**AIM OF THE EXERCISE:**
Word for word, reproduce the records, keeping none of the pictures.

#### DATA EXTRACTS

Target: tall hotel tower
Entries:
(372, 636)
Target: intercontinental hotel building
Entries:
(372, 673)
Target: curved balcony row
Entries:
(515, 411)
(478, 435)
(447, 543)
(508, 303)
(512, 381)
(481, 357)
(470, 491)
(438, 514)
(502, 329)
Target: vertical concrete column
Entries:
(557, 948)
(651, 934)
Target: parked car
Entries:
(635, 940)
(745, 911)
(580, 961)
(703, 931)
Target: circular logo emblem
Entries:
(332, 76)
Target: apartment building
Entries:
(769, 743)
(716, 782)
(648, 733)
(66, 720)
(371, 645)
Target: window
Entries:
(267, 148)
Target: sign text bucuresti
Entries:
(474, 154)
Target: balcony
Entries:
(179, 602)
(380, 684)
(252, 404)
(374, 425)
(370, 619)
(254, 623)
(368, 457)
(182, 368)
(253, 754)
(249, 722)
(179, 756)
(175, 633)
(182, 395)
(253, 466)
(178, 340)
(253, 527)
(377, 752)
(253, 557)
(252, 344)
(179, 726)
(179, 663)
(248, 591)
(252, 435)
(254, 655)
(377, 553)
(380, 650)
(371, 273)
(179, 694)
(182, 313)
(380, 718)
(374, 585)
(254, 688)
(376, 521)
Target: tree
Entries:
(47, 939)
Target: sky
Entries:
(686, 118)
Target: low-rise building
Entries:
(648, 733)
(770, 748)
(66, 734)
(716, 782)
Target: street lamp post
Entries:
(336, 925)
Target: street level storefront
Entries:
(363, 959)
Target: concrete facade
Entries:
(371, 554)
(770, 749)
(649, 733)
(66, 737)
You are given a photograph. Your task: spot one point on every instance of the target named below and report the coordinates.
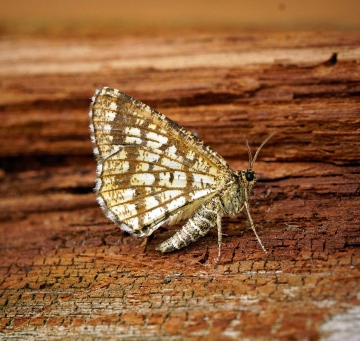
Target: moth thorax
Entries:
(233, 199)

########

**ANSWER TO THE PROBLEM:**
Target: tall hotel tower
Entries:
(372, 636)
Target: intercontinental hotel building
Entries:
(372, 673)
Target: curved balcony row
Entries:
(515, 411)
(478, 435)
(447, 543)
(508, 303)
(512, 381)
(481, 357)
(470, 491)
(438, 514)
(502, 329)
Target: vertical concrete column
Entries:
(557, 948)
(651, 934)
Target: parked car
Entries:
(635, 940)
(745, 911)
(580, 961)
(703, 931)
Target: circular logo emblem
Entries:
(332, 76)
Target: apartment building
Entries:
(769, 743)
(716, 782)
(648, 733)
(66, 720)
(371, 645)
Target: window
Entries:
(267, 148)
Target: sign text bucuresti
Entries:
(474, 154)
Target: balcony
Entries:
(179, 602)
(380, 684)
(252, 404)
(374, 425)
(370, 619)
(254, 623)
(368, 457)
(182, 368)
(253, 754)
(249, 722)
(179, 756)
(175, 633)
(182, 395)
(253, 466)
(178, 340)
(253, 527)
(377, 752)
(253, 557)
(252, 344)
(179, 726)
(179, 663)
(248, 591)
(252, 435)
(254, 655)
(377, 553)
(380, 650)
(371, 273)
(179, 694)
(182, 313)
(380, 718)
(374, 585)
(254, 688)
(376, 521)
Target: tree
Entries:
(47, 939)
Target: sky
Entries:
(686, 118)
Target: low-rise building
Entries:
(648, 733)
(770, 748)
(66, 734)
(716, 782)
Target: street lamp post
Entries:
(336, 925)
Target: street level storefront
Entries:
(363, 959)
Target: concrete facade
Entries:
(371, 554)
(770, 749)
(649, 733)
(66, 737)
You are given a photograph. Your task: spot one point on every instance of the target named below and report the coordinates.
Target: moth thorax
Entries:
(233, 199)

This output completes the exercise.